By cultural challenge I mean that California -- Silicon Valley and its digital siege on reality, Hollywood and its celebrity culture, the emphasis on novelty, crass materialism, the seductive illusions and larger than life visions that California represents in the popular imagination -- can make the ideals that drive the Itinerant Artist Project (ideals which I consider unconventional but vital) feel irrelevant. It's not just ideals that the IAP tries to uphold, but a worldview, a way of valuing reality.

I should note that, over the years, California has been my best state for touring. And I happen to enjoy some of the various aspects of "California Culture" that sometimes worry me. I even have a website. But I also happen to find that grounded, intimate, actual, embodied interactions with specific people, places and materials are the beginning and the end of the search for meaning. They are absolute prerequisites for building or maintaining a society worth living in and a spiritually sustaining culture. And those are values, or actions, or modes of being in the world that contemporary mainstream culture increasingly does not make time for -- or actively undermines.

------------------------------------------------

### [Instructions to follow]
Summarize the passage about California's cultural challenge in two sentences.

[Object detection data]
------------------------------------------------

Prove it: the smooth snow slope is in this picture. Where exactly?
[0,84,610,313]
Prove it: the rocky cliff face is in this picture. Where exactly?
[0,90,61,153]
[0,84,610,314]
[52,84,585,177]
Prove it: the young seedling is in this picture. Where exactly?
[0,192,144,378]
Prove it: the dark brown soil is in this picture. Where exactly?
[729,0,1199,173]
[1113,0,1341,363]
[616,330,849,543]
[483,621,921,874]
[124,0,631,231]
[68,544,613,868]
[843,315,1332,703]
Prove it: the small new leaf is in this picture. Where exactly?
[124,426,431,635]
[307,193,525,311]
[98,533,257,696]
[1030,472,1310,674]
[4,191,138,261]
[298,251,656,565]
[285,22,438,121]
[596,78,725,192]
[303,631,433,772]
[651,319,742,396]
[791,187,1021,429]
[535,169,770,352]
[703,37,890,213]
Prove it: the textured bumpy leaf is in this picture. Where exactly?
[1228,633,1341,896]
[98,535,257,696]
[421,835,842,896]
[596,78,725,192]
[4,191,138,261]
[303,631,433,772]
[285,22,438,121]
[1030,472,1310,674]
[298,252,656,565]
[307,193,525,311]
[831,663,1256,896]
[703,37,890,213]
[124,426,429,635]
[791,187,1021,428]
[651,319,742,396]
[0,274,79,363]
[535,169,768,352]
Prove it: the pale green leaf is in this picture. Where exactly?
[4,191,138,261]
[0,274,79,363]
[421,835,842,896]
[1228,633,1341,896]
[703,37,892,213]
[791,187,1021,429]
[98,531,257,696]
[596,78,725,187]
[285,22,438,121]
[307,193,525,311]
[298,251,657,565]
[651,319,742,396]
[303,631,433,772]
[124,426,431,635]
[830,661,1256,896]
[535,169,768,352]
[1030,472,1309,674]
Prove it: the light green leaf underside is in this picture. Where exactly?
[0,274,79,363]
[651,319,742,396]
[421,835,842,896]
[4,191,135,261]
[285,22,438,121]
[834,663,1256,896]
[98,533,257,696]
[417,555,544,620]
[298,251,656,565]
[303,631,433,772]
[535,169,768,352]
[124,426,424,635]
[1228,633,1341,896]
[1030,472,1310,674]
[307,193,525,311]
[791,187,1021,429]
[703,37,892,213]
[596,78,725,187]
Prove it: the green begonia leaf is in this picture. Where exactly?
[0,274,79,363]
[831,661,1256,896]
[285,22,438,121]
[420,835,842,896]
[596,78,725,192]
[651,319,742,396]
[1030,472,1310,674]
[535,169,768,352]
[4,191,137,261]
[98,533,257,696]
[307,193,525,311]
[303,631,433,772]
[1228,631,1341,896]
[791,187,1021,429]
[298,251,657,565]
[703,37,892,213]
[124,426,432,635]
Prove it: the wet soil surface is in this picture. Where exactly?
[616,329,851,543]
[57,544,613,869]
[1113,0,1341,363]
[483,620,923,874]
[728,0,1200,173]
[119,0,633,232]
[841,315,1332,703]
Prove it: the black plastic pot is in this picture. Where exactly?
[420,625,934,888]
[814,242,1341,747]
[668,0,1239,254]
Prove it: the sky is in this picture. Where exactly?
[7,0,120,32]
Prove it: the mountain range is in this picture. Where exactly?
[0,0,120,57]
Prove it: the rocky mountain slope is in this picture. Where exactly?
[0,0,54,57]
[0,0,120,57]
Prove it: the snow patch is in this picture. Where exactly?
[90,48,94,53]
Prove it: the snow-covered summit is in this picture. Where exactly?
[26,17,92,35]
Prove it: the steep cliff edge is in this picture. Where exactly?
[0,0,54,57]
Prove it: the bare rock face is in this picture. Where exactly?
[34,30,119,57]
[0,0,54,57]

------------------------------------------------

### [Written response]
California's culture can make the unconventional but vital ideals and worldview of the Itinerant Artist Project feel irrelevant: Silicon Valley's digital siege on reality, Hollywood's celebrity culture, its emphasis on novelty and its crass materialism. California has still been the best state for touring and has some enjoyable aspects, but grounded, embodied interactions with specific people, places and materials are held to be the beginning and end of the search for meaning, and contemporary mainstream culture increasingly fails to make time for them or actively undermines them.